| Short task |
List every line of the listing below that contains the word "stone", copying each one in full.

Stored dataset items
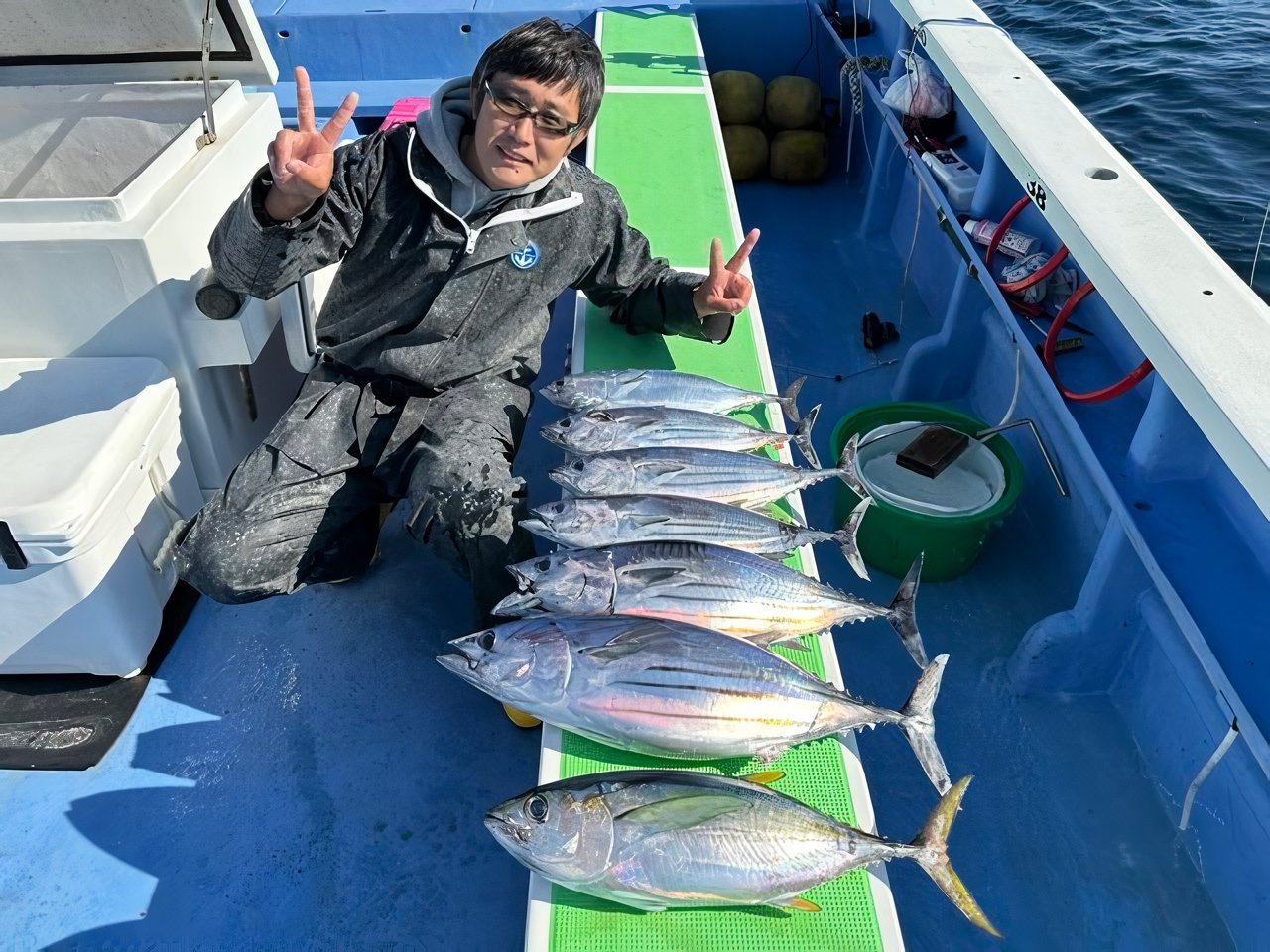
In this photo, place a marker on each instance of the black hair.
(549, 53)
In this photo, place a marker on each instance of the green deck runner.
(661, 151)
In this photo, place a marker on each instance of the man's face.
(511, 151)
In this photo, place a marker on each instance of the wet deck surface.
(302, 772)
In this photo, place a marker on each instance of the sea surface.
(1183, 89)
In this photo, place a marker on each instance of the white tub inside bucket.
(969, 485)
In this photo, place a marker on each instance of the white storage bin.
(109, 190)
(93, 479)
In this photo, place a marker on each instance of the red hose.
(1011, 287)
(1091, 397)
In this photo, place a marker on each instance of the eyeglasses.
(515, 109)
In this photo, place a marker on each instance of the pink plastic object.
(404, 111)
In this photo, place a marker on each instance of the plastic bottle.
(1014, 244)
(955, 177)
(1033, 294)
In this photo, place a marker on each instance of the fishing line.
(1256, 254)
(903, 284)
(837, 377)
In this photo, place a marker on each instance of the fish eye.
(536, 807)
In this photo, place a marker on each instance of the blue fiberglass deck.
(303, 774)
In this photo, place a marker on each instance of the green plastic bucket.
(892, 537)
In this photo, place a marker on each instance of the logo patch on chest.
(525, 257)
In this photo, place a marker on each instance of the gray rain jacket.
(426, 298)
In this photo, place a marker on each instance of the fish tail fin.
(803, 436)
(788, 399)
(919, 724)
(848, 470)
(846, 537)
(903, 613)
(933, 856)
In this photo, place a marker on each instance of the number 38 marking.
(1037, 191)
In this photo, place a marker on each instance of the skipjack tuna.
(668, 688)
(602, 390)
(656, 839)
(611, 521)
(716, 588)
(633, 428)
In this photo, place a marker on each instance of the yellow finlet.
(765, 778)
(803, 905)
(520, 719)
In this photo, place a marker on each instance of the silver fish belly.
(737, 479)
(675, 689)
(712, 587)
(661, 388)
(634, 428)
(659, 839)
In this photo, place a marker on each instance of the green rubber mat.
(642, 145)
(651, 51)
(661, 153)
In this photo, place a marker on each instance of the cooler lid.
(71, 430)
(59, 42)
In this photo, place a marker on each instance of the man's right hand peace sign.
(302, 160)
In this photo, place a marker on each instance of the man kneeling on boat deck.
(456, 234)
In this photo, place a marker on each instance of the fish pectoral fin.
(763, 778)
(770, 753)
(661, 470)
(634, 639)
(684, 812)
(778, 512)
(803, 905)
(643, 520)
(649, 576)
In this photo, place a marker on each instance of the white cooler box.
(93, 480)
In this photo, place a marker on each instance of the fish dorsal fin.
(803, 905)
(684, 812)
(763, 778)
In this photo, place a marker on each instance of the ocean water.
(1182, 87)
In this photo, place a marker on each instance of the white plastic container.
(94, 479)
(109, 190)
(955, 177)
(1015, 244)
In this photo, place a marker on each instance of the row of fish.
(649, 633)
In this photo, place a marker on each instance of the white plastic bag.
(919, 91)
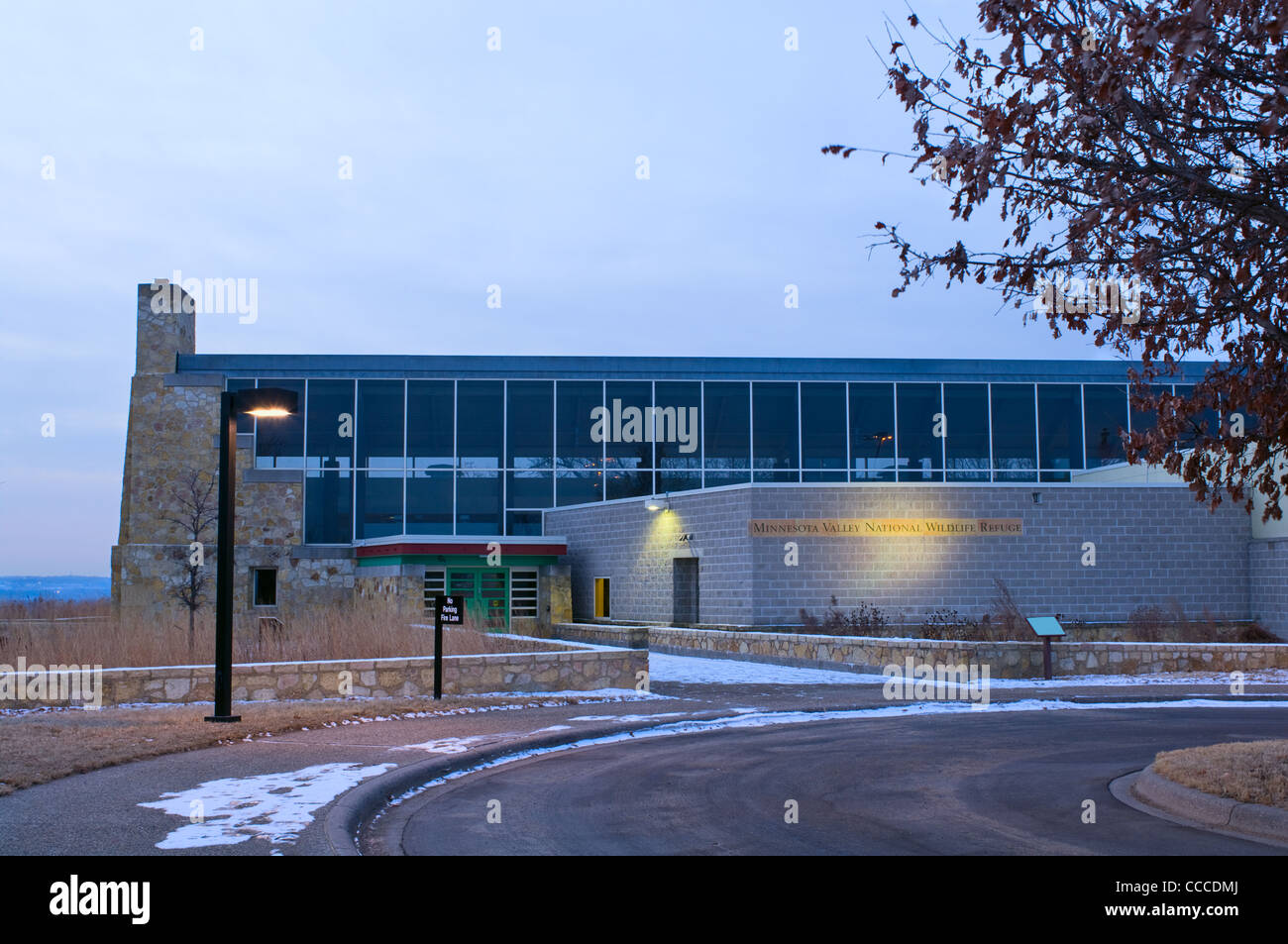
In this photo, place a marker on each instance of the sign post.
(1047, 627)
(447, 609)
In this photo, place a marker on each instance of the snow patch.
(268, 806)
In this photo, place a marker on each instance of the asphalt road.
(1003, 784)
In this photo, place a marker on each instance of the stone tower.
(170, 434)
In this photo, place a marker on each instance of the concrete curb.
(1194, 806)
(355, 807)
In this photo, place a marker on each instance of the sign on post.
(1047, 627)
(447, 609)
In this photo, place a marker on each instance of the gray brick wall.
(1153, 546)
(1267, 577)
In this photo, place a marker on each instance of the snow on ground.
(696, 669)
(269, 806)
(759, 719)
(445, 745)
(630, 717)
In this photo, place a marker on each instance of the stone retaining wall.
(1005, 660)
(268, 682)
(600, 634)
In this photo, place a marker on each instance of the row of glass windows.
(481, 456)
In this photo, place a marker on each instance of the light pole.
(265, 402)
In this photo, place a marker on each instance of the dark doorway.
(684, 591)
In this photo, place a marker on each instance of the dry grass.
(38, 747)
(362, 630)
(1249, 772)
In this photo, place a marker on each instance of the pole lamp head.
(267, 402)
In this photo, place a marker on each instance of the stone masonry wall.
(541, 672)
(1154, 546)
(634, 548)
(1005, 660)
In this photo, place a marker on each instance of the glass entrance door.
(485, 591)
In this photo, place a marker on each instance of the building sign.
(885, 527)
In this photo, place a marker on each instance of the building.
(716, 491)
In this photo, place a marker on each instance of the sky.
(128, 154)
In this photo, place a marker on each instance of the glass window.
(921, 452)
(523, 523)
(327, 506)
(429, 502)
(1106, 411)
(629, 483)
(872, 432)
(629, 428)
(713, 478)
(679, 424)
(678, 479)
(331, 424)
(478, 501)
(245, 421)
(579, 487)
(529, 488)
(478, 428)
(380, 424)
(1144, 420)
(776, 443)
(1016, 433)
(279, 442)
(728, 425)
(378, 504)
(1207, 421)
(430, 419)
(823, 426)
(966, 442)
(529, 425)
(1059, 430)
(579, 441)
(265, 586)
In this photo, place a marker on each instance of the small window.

* * *

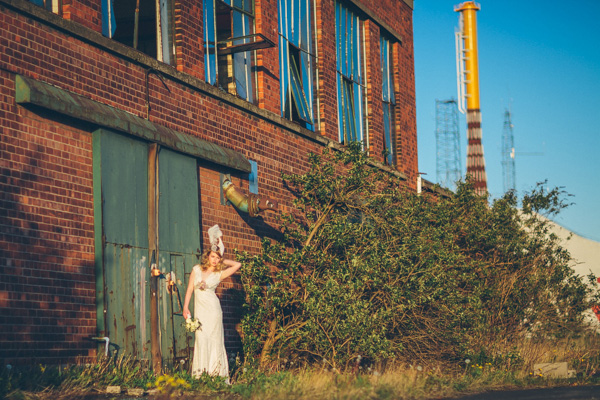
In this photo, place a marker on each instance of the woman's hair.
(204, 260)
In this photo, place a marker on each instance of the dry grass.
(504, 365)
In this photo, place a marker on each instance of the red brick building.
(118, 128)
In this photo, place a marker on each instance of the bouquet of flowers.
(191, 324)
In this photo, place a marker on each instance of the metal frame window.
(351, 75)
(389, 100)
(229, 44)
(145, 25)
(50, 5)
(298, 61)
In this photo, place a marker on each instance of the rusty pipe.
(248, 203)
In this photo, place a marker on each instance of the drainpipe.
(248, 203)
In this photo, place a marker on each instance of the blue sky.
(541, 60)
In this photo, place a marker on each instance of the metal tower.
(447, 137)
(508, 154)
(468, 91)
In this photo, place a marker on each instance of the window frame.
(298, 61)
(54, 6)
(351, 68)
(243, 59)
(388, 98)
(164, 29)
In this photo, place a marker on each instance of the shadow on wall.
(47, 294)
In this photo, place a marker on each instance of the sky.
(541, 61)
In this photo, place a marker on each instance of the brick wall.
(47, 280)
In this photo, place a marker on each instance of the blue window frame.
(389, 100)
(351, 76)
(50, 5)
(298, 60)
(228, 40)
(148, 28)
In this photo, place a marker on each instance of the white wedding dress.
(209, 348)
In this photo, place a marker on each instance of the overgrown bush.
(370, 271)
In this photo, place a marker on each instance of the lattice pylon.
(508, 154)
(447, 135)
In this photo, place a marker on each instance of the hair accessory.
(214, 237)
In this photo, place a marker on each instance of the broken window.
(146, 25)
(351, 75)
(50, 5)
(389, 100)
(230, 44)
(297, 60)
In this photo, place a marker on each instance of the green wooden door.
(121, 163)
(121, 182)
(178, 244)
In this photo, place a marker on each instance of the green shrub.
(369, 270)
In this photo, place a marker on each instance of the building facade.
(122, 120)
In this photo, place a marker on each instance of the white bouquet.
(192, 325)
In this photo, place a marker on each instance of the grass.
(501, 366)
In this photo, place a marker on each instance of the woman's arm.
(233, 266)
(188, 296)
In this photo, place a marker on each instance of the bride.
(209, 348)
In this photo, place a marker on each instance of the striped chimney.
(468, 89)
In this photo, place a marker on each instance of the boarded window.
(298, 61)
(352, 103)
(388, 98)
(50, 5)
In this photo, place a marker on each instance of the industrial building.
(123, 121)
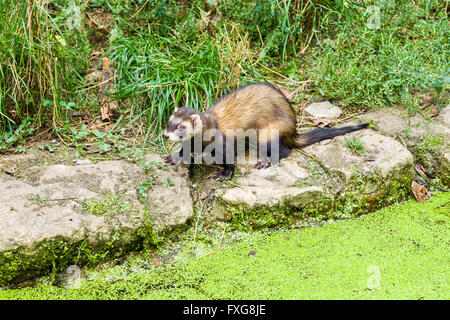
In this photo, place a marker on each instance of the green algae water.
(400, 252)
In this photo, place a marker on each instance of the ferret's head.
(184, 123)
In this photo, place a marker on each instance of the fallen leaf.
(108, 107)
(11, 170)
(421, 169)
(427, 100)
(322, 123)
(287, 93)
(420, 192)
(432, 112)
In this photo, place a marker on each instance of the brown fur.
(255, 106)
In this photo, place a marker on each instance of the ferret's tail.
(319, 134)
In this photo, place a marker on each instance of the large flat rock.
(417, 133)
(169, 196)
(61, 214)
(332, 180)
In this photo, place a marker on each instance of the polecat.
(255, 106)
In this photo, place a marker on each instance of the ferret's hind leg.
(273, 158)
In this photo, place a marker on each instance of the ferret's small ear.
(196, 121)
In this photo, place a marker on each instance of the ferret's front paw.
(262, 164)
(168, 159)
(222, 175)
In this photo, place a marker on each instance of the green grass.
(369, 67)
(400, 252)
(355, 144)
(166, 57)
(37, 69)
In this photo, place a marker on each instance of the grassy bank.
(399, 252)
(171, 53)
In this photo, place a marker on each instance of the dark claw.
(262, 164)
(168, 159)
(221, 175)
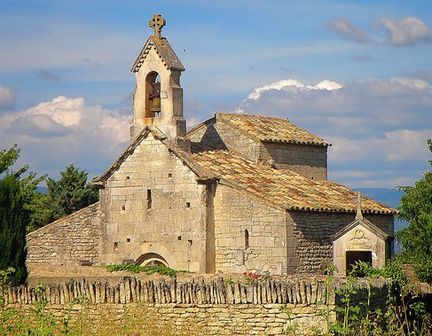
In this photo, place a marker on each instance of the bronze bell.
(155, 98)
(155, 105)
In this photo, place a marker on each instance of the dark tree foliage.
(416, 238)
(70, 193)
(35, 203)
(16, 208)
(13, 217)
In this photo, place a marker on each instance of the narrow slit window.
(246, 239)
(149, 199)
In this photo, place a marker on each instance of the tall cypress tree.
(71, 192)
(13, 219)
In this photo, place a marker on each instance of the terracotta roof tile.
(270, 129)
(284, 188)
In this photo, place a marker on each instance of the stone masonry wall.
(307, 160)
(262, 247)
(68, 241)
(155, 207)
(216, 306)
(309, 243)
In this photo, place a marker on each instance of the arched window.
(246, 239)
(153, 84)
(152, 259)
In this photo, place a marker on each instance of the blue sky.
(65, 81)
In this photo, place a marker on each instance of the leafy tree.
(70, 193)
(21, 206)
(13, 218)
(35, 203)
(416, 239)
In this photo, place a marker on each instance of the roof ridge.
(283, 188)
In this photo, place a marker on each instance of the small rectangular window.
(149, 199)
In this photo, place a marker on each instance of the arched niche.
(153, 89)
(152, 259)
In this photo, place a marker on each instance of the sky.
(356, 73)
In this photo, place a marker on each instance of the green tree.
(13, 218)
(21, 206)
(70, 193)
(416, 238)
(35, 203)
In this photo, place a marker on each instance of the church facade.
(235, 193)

| Answer for the task |
In this photo, place a marker on each instance of the stone tower.
In this photo, place a marker on each instance of the stone retaining wall.
In this photo, place a marker on each instance of the stone masonry wall.
In this photo, place a marker on each instance of the stone masonry wall.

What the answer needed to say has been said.